--- Start Records for the task ---
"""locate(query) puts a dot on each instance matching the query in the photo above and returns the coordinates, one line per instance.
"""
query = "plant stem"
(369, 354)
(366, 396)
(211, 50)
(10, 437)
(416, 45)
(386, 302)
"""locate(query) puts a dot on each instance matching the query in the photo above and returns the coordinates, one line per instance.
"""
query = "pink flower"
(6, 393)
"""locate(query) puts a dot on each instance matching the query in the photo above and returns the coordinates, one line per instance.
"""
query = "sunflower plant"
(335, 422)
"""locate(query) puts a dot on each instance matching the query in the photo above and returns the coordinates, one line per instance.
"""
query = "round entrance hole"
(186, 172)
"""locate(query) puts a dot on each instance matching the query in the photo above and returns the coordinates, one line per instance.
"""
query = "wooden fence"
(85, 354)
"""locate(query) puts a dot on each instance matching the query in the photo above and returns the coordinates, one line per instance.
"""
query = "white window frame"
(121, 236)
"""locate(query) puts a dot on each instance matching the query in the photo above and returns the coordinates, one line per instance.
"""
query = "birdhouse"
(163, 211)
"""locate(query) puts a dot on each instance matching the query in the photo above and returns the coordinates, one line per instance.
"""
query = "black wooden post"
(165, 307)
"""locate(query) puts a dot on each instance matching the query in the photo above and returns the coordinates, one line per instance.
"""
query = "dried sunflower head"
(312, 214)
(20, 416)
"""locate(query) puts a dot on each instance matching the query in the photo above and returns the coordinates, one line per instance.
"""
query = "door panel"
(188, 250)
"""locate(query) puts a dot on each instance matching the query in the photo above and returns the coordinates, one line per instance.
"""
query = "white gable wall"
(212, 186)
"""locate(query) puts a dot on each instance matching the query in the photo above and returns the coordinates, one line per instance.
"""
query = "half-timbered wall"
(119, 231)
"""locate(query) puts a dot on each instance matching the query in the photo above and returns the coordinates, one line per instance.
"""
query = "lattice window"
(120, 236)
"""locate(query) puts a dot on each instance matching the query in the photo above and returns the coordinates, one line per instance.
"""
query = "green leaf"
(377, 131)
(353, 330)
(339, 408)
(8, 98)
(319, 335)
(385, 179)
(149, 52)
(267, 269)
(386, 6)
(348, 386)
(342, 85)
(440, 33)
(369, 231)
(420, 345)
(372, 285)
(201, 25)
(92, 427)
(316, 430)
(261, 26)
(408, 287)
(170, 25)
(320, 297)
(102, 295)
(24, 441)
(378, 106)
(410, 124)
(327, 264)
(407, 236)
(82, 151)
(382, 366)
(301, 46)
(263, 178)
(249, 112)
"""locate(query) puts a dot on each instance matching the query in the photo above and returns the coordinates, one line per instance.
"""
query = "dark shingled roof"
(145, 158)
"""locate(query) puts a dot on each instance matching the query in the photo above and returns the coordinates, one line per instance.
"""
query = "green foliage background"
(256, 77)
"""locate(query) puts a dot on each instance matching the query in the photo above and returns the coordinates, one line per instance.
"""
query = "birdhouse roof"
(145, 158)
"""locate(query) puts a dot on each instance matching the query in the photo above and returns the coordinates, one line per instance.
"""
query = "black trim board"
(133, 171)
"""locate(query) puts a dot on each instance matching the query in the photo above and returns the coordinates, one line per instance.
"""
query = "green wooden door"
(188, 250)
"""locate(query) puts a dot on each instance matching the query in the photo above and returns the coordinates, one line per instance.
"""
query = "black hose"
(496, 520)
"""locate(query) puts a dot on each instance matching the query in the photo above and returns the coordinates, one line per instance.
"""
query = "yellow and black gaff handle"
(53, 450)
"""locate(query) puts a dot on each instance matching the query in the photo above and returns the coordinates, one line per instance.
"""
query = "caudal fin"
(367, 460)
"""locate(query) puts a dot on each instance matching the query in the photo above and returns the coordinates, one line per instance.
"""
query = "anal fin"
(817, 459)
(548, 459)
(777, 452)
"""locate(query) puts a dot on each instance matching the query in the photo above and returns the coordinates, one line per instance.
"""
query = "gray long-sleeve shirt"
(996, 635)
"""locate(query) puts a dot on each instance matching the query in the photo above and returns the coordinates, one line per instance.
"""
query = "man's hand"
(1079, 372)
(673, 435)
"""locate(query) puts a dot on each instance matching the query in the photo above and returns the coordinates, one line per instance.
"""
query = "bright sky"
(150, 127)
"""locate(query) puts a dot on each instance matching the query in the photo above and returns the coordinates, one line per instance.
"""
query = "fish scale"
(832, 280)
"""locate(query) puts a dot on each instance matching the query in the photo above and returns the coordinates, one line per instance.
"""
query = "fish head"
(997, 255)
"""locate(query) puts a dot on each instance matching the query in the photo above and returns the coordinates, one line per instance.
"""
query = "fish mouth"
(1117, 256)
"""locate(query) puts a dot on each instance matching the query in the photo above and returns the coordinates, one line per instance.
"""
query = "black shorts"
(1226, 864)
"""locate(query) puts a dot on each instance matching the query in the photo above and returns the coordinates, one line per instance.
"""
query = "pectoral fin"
--- End Records for the task ---
Work required. Emit the full listing verbatim.

Result for this task.
"""locate(query) puts a dot on each instance matching the query in the photo above and returns the coordinates, one line per instance.
"""
query = "plant stem"
(369, 354)
(366, 396)
(211, 50)
(10, 437)
(416, 45)
(386, 302)
"""locate(query) puts a dot on each instance matching the query in the photo above and returns the coordinates, one line per instance.
"""
query = "pink flower"
(6, 393)
"""locate(query) puts a dot on each instance matching the query in the photo above and returns the coordinates, one line per instance.
"""
query = "sunflower plant"
(335, 422)
"""locate(query) puts a dot on each instance matching the query in the photo above and returns the coordinates, one line per instance.
"""
query = "round entrance hole"
(186, 172)
"""locate(query) puts a dot on each instance matching the query in the photo above and returns the coordinates, one line per instance.
"""
query = "wooden fence"
(85, 354)
"""locate(query) puts a dot on each instance matching the query in the photo above and returns the coordinates, one line per instance.
"""
query = "white window frame"
(121, 236)
"""locate(query) puts a dot on each instance matching the query in the photo above and returns the coordinates, one line per instance.
"""
query = "birdhouse"
(163, 211)
"""locate(query) puts a dot on each instance matching the query in the photo above and returns the coordinates, one line per instance.
"""
query = "black wooden post"
(165, 307)
"""locate(query) puts a dot on each instance matching the query in the photo above and returns the coordinates, one line per instance.
"""
query = "dried sunflower head"
(312, 214)
(20, 416)
"""locate(query) puts a dot on each instance matching the query in the photo above and returns the coordinates, one line per instance.
"""
query = "door panel"
(188, 250)
"""locate(query) puts a dot on each instance matching the query in the photo above and returns the coordinates, one line per instance.
"""
query = "white gable wall"
(212, 186)
"""locate(query) puts a dot on each instance matching the query in the photo above and returns the coordinates, one line per instance.
"""
query = "half-timbered wall"
(119, 231)
"""locate(query) puts a dot on each instance matching the query in the photo above and returns the coordinates, one line per instance.
"""
query = "lattice window"
(120, 236)
"""locate(query) puts a dot on each instance matching the query in the photo above and returns the coordinates, one line per instance.
"""
query = "green leaf"
(377, 131)
(353, 330)
(339, 408)
(8, 98)
(319, 335)
(385, 179)
(149, 52)
(267, 269)
(386, 6)
(348, 386)
(342, 85)
(440, 33)
(369, 231)
(420, 345)
(372, 285)
(201, 25)
(92, 427)
(316, 430)
(261, 26)
(408, 287)
(170, 25)
(320, 297)
(102, 295)
(24, 441)
(378, 106)
(410, 124)
(327, 264)
(407, 236)
(82, 151)
(382, 366)
(301, 46)
(263, 178)
(249, 112)
"""locate(query) puts a dot on each instance matching the query in the photo above and returns the coordinates, one line per instance.
"""
query = "dark shingled roof"
(145, 158)
"""locate(query) puts a dot on each instance matching the query in the photo above and returns the coordinates, one line per instance.
"""
query = "green foliage background"
(256, 77)
"""locate(query) puts a dot on each instance matching the query in the photo above and returns the coordinates, one line per instance.
"""
query = "birdhouse roof"
(145, 158)
"""locate(query) puts a dot on each instance matching the query in the photo above and returns the coordinates, one line per instance.
"""
query = "black trim board"
(133, 171)
"""locate(query) puts a dot on each instance matching the query in the photo above and returns the coordinates, one line per instance.
"""
query = "green wooden door"
(188, 250)
"""locate(query) puts a dot on each instance matching the query in the photo above and returns the coordinates, one line per instance.
"""
query = "black hose"
(496, 520)
"""locate(query) puts a dot on each instance matching the query in the photo above and returns the coordinates, one line per instance.
"""
query = "yellow and black gaff handle"
(53, 450)
"""locate(query) puts a dot on each instance matching the query in the photo above and returns the coordinates, one line per instance.
"""
query = "caudal fin"
(367, 460)
"""locate(query) puts a dot on each instance matching the query in the photo above and returns the coordinates, one line per instance.
"""
query = "anal fin"
(817, 459)
(548, 459)
(777, 452)
"""locate(query) puts a dot on each instance matching the query in the photo above and returns the coordinates, one line per instance.
"""
query = "gray long-sleeve shirt"
(996, 635)
"""locate(query) puts a dot on each instance matching the query in the photo above and returns the coordinates, one line per instance.
"""
query = "man's hand"
(1079, 372)
(673, 435)
"""locate(query) puts a dot on each instance matching the query in the photo above and returns the coordinates, one line per instance.
"""
query = "bright sky"
(150, 127)
"""locate(query) puts a dot on each instance matching the query in the photo above and returns the coordinates, one line per instance.
"""
query = "fish scale"
(832, 280)
"""locate(query) puts a dot on each instance matching the query in the photo above and returns the coordinates, one line per instance.
"""
query = "fish head"
(997, 255)
"""locate(query) puts a dot on each instance matching the query in the photo above and returns the coordinates, one line per instance.
"""
query = "fish mouth"
(1117, 256)
"""locate(query) puts a dot on each instance matching the query in the photo above and returns the coordinates, one line per instance.
"""
query = "black shorts"
(1226, 864)
"""locate(query) puts a dot on each instance matching the query in the photo above and returns the coordinates, one line per instance.
"""
query = "pectoral fin"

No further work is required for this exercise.